::: EXCERPT PROVIDED

The murder at Vastmannagatan is investigated by Ewert Grens, a lonely difficult deeply disturbed detective still grieving and struggling to overcome a traumatic event that occurred many years before. But Ewert Grens has one attribute, he is a man who never gives up.

His back was as sore as it usually was after sleeping on the sofa, his stiff leg ached when it reached the floor. He was slowly falling to bits, one day at a time, fifty-nine-year -old men who exercised too little and ate too much generally did.

Three Seconds is the fifth book by award winning journalist Anders Roslund and ex-prisoner and drug user Borge Hellstrom, one of the founders of KRIS [criminals return into society] and it won Swedish crime novel of the year in 2009. Their first book The Beast 2005 won the Nordic Glass Key, and The Vault 2005, Redemption 2006 and The Girl below the Streets 2007 were all nominated for Best Swedish crime novel.

Three Seconds is a brilliant tense thriller told from multiple perspectives, and with a narrative that drives the story forward to an exciting climax. My review copy [courtesy of the very kind Maxine of Petrona] has a typical publisher blurb on the back cover calling Roslund and Hellstrom 'the true heirs apparent to Stieg Larsson and Henning Mankell as masters of Scandinavian crime' along with two other Larsson connected promotional plugs. I do hope the Quercus marketing campaign is going to concentrate on the interesting characters, the excellence of the plot, and the inside knowledge Roslund and Hellstrom bring to their novels rather than the fact that they, and Stieg Larsson are all Swedish.

Obviously any 500 page Swedish crime thriller is going to be compared with Stieg Larsson's trilogy, and while Three Seconds does also deal with corruption within the Swedish police and state, the meticulous detail related concerning library books, toilets, tulips, guns, explosives and sniper rifles is all relevant to the plot and reminded me much more of Frederick Forsyth's The Day of the Jackal than Stieg Larsson's sometimes totally irrelevant shopping lists.
Three Seconds was one of those books that seemed to dominate my life, and while I wanted to find out what happened when I reached the very satisfactory ending I felt a bit lost.
Thankfully I have a copy of The Vault [Box 21 in the USA] on my TBR shelf to deal with my addiction.

The Roslund and Hellstrom duo said in the excellent interview conducted by Ali Karim at The Rap Sheet [part one and part two] that their main job was to entertain. Three Seconds certainly does that, and is one of the most tense exciting crime thrillers I have ever read, proving once again the depth of writing talent that there is in Sweden.

::::::
::: EXTRACTED MATERIAL

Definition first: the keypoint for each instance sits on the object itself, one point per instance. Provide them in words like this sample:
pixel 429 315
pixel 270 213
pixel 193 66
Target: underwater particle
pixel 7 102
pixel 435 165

::::::

## EXERCISE REQUIREMENTS
1: Condense the paragraph of the Three Seconds review that begins "Three Seconds is the fifth book" into a bulleted list that keeps its main facts.
2: Continue the Three Seconds review, picking up after its final sentence.

## WRITTEN RESPONSES
1:
- Three Seconds is the fifth book by Anders Roslund, an award-winning journalist, and Borge Hellstrom, an ex-prisoner and drug user who co-founded KRIS (criminals return into society).
- It won Swedish crime novel of the year in 2009.
- Their first book, The Beast (2005), won the Nordic Glass Key.
- The Vault (2005), Redemption (2006) and The Girl below the Streets (2007) were all nominated for Best Swedish crime novel.

2:
Sven looked at the two men beside him. They were the same age, balding, not particularly jolly, tired but thorough, and perhaps the greatest similarity, they had lived for their work until they became their work.
The younger generation that were just starting out were not likely to be ever the same. Grens and Krantz were the sort of men who no longer had a natural place.

5 Comments:

Blogger Jose Ignacio Escribano said...

No way I'm gooing to miss this book endorsed by Maxine and you, Norman. Will read both your reviews more carefully once I read it.

4:38 AM  
Anonymous Anonymous said...

Norman - This book is definitely going on my TBR list, too! Thanks for the reminder of it.

5:10 AM  
Blogger Maxine Clarke said...

Great review, Norman. And thank you for so kindly mentioning me, not once but twice, I am honoured.
It is an exciting books and has some Larsson-like elements, probably more so than many others that are compared to him! But it's an exciting read in its own right. I did not like the main character as much as I think one is supposed to, and I found the wife/children far too cloyingly sentimentally portrayed. But other than that, I thought it a great read. I like your quote at the end of your review, I know how they feel!

5:54 AM  
Blogger Uriah Robinson said...

Thanks Margot and Jose Ignacio. Three Seconds is a long book but reads much shorter and I am sure you will be hooked by it.

6:32 AM  
Blogger Uriah Robinson said...

Thanks Maxine, you are definitely worth mentioning. ;o)
I must admit I was able to identify much more with Ewert Grens, a limping 59 year old wreck, than Larsson's virile hero and heroine!